§ TO DO:
Filter the listing for lines containing "instance".

§ INFORMATION SUPPLIED:
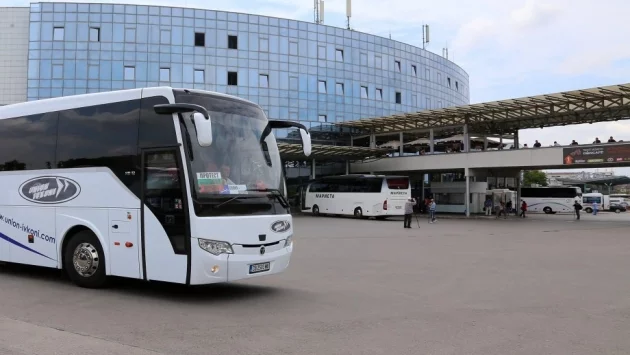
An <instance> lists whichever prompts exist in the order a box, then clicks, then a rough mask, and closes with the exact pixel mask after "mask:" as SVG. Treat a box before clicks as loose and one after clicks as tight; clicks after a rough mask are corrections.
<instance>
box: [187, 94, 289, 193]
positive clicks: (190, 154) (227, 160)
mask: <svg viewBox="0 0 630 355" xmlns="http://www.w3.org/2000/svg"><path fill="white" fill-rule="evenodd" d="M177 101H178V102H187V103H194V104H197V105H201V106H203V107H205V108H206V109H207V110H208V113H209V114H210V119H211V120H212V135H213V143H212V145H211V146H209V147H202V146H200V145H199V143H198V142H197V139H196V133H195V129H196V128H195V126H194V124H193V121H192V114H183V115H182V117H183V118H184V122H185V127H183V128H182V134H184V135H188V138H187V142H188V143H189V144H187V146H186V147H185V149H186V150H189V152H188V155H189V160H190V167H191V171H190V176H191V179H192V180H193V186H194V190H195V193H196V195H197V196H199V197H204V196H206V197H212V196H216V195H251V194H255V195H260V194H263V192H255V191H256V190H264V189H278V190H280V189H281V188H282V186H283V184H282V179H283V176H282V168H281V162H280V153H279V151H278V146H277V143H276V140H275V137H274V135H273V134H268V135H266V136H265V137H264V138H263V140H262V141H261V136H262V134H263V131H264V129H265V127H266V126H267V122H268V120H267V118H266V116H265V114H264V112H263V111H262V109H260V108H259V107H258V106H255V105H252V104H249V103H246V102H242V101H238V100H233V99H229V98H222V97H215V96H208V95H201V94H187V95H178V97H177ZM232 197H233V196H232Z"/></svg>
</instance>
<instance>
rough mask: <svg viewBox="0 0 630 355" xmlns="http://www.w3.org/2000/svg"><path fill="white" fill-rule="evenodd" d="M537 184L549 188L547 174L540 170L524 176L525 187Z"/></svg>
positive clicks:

§ ANSWER TO THIS TASK:
An <instance> lists whichever prompts exist in the order a box, then clicks, then a rough mask, and closes with the exact pixel mask after "mask:" as SVG. Treat a box before clicks as loose and one after clicks as tight; clicks after a rough mask are corrections.
<instance>
</instance>
<instance>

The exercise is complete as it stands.